What is asked ->
1. In the shark-lifespan extract, what is the age estimate given for the largest male in the MIT-WHOI study?
2. From the shark-lifespan extract, retype verbatim the passage that opens with the words containing "According to the" and closes with "in a lifetime.".

Previous studies on Indian and Pacific Ocean animals – not using the A-bomb marker approach – had suggested great whites were certainly capable of living into their twenties. With the bomb markers, age estimates for the MIT-WHOI animals were up to 73 years old for the largest male in the study, and 40 years old for the largest female.

All these animals came from the Atlantic, but the researchers do not think there are any significant differences between the lifespans of the sharks living in the three big ocean basins.

Assuming they do live into the 70s in a normal lifetime, white sharks may now be considered among the longest-lived of all cartilaginous fish.

These icons of the sea have suffered some bad press down the years, very often unfairly, and like many of the world’s sharks have come under increased hunting pressure.

According to the IUCN list of threatened species, great whites are considered “vulnerable”.

But if, as now seems likely, they are slower growing and later to mature than was previously recognised, it means also that great whites would find it harder to recover their numbers if populations are depressed because of fishing, environmental and other pressures.

Ian Fergusson, a founding patron of the Shark Trust, commented: “White sharks have a fairly low fecundity in terms of litter size. Typically, females might have a handful of pups per litter, and we’re not sure how often they even get pregnant in a lifetime.

“It puts a spotlight on the need for the conservation of white sharks to be considered on a par with the conservation we have – and take for granted – for marine mammals, which also have low fecundity, long lifespans and late maturity. The conservation of sharks is not like the conservation of trout in a river, and that’s something people in the fisheries business don’t always understand,” he told BBC News.

Dataset excerpts ->
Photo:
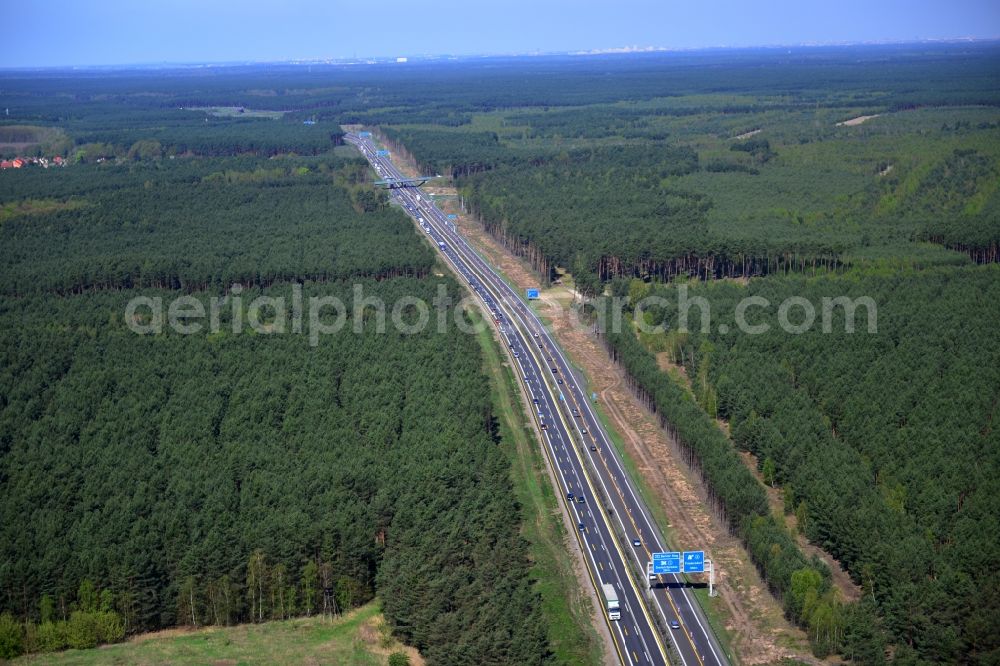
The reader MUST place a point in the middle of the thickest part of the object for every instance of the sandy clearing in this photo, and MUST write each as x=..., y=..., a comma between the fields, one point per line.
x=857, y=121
...
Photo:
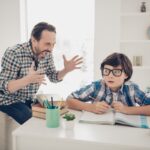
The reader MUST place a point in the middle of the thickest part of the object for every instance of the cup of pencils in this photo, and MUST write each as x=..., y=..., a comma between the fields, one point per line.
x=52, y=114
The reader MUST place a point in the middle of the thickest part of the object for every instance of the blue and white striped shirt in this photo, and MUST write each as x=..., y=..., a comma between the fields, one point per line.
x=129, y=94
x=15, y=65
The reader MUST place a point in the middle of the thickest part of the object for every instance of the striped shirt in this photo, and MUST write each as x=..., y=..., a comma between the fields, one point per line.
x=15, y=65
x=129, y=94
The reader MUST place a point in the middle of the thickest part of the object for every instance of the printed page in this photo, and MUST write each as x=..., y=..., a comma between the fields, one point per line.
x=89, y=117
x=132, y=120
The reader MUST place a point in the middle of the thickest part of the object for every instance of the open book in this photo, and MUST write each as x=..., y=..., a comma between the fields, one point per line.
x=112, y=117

Expected answers ->
1. Up to 73 years old.

2.
According to the IUCN list of threatened species, great whites are considered “vulnerable”.

But if, as now seems likely, they are slower growing and later to mature than was previously recognised, it means also that great whites would find it harder to recover their numbers if populations are depressed because of fishing, environmental and other pressures.

Ian Fergusson, a founding patron of the Shark Trust, commented: “White sharks have a fairly low fecundity in terms of litter size. Typically, females might have a handful of pups per litter, and we’re not sure how often they even get pregnant in a lifetime.